■ **Task to complete**:
Copy every line from the records that holds the word "wing".
::: Task inputs :::
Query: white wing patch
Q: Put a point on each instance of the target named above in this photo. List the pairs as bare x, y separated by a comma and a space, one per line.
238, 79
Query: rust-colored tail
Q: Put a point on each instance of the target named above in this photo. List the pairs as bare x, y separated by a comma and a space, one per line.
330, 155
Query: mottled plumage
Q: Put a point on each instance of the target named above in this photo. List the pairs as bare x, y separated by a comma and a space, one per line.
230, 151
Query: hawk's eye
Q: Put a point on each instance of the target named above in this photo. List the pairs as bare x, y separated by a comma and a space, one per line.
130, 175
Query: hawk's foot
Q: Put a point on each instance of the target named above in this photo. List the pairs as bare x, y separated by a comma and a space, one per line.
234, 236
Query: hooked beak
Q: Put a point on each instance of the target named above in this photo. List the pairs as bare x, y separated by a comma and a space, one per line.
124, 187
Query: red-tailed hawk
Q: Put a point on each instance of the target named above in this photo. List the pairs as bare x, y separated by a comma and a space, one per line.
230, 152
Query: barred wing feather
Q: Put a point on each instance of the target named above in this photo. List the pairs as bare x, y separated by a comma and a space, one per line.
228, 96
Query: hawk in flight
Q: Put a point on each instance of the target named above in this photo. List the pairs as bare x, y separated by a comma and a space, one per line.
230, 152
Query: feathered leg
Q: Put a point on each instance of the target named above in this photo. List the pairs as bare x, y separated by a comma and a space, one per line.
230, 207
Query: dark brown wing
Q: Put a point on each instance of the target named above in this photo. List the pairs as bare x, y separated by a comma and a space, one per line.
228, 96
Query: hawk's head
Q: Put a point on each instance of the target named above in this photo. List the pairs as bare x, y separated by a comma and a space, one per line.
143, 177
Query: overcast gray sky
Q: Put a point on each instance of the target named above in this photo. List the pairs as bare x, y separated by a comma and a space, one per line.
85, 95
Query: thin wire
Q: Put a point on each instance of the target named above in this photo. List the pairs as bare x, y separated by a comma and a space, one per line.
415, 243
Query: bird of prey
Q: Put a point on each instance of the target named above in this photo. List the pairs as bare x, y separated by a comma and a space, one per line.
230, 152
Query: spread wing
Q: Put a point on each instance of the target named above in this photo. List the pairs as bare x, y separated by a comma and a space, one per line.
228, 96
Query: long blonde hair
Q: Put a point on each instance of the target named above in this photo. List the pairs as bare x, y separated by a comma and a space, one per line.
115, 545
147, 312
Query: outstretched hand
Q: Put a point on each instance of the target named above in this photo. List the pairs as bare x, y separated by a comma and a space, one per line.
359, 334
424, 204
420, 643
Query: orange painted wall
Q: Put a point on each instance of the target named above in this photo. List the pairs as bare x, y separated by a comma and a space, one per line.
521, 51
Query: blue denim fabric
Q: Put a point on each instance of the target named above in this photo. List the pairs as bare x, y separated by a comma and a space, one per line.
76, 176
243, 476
:::
■ **Result**:
Query: white wing patch
Query: barred wing feather
Query: dark brown wing
Query: spread wing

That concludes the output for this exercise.